- **EXTRACTED TEXT**
======
SpaceX has quietly swooped in to buy a venerable parachute vendor on the verge of bankruptcy, The Information reports, in a rare acquisition by the launch provider as it gears up to play a pivotal role in NASA's return to the Moon.
The company, Pioneer Aerospace, designs and manufactures parachutes for reusable spacecraft returning to Earth, including SpaceX's own Dragon capsule used by NASA to ferry astronauts and supplies to and from the International Space Station.
According to a Florida bankruptcy filing by Pioneer's parent company, SpaceX bought Pioneer for a bargain-basement $2.2 million, approved by a judge on November 22. The move wasn't reported until this week.
As The Information notes, it's the first publicly known acquisition by SpaceX since 2021, when it paid a far heftier $524 million for the satellite company Swarm in a bid to bolster its Starlink constellations.
Pioneer has been in the business since 1938, providing parachutes for a host of iconic NASA vehicles including the Gemini spacecraft, the Space Shuttle, the Galileo probe, the Mars Pathfinder mission, and most recently, the Mars Opportunity rover.
By vertically integrating Pioneer, SpaceX not only saves a near-century worth of expertise from being lost — invaluable, as spacecraft parachutes are notoriously difficult to engineer — but it potentially allows SpaceX to produce its own parts at a cheaper cost.
The alternative — letting Pioneer go bust — could've been an incalculable setback.
"Space is hard, but space parachutes are much harder," Abhi Tripathi, director of mission operations at UC Berkeley's Space Sciences Laboratory and former SpaceX employee, told TechCrunch. "It's pretty much among the hardest things, other than a very complex propulsion system, to make."
It sounds like a prudent move by SpaceX — and a welcome sign that, occasionally, sanity does still prevail over there.
======
- **PROVIDED RECORDS**
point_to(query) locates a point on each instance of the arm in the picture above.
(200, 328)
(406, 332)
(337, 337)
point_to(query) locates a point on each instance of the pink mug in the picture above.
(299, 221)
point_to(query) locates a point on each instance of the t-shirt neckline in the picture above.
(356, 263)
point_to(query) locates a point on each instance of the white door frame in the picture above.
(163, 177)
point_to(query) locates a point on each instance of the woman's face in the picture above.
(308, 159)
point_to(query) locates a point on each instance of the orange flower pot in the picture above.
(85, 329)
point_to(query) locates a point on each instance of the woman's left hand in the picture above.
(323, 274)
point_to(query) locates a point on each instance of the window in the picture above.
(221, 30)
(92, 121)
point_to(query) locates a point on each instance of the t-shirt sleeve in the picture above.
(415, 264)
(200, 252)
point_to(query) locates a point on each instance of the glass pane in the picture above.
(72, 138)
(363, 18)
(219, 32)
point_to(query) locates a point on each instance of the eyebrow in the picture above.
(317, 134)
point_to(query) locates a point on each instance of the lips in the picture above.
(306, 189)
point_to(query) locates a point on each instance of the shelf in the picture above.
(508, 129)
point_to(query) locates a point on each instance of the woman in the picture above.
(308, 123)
======
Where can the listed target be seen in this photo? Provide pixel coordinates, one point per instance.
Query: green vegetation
======
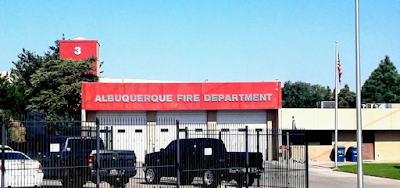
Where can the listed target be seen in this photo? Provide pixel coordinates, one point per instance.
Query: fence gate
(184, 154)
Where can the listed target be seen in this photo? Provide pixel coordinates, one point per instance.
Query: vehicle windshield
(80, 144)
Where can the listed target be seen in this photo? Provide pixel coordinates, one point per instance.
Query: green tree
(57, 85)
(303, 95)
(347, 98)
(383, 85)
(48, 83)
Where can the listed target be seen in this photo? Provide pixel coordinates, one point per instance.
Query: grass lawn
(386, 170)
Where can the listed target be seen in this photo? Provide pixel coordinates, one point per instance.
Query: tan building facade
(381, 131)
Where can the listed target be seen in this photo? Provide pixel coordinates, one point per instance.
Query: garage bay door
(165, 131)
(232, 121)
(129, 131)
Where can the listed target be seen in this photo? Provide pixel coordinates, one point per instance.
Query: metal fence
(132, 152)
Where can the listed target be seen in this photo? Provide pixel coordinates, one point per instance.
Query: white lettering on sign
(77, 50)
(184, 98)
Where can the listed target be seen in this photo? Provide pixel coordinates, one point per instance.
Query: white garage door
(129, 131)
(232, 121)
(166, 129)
======
- **WORK INSTRUCTION**
Answer these from the article about SpaceX buying Pioneer Aerospace:
(a) How much did SpaceX pay for Pioneer, and on what date did a judge approve it?
(b) Since what year has Pioneer been in business?
(c) How much did SpaceX pay for Swarm, and in what year?

- **WRITTEN SOLUTION**
(a) $2.2 million, approved on November 22.
(b) Since 1938.
(c) $524 million, in 2021.